Work out how many lines in the data include the string "white"; reply with that number alone.

• _Records_
»»

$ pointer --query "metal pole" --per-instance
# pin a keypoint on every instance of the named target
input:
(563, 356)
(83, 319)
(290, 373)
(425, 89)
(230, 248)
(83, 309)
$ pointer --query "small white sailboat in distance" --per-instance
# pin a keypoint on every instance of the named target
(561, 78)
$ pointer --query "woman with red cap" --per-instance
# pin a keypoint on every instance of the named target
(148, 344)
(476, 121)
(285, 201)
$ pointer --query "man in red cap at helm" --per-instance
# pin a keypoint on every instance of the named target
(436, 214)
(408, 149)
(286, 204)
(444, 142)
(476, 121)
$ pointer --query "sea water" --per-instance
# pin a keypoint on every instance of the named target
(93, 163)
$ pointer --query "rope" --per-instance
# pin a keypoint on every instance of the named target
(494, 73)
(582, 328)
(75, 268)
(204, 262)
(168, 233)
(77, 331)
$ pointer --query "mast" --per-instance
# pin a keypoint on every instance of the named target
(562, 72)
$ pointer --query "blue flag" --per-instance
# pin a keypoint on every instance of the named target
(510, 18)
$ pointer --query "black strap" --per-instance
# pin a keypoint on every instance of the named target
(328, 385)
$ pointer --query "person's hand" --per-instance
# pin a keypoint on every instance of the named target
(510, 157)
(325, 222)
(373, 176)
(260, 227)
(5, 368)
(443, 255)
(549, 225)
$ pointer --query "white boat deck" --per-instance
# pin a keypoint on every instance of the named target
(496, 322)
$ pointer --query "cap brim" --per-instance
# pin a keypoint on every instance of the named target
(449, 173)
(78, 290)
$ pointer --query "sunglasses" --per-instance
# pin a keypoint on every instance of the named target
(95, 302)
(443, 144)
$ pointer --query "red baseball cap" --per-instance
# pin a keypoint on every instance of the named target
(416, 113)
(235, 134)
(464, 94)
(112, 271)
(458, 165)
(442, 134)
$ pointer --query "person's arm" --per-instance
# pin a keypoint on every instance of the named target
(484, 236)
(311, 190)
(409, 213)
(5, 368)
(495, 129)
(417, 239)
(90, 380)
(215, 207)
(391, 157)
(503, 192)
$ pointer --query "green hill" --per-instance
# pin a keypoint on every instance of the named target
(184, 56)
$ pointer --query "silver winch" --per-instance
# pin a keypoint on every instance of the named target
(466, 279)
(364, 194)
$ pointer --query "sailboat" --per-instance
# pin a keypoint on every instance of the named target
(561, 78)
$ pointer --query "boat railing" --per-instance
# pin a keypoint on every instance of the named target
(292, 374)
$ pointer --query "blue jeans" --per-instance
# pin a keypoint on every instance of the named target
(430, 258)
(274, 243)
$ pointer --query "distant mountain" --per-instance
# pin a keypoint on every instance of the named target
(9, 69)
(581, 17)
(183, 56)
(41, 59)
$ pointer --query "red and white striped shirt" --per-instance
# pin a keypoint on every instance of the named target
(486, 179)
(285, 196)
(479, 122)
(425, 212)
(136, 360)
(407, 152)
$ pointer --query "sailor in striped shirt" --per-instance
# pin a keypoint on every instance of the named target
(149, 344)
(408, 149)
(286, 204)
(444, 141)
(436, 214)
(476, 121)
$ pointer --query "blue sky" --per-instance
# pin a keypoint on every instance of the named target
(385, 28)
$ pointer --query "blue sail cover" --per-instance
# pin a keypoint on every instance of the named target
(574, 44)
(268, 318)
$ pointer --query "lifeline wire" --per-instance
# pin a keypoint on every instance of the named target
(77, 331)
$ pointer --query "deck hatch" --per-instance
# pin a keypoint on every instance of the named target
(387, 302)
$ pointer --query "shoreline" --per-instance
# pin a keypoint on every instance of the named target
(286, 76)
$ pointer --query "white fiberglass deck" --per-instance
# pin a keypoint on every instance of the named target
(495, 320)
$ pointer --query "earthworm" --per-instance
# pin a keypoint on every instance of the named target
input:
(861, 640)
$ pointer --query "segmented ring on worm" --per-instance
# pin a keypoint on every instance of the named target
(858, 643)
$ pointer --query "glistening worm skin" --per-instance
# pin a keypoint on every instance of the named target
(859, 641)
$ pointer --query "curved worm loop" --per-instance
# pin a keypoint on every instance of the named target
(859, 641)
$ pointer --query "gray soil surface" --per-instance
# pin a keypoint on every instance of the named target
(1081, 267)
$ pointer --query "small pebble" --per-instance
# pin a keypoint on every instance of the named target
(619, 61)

««

• _Exercise output_
4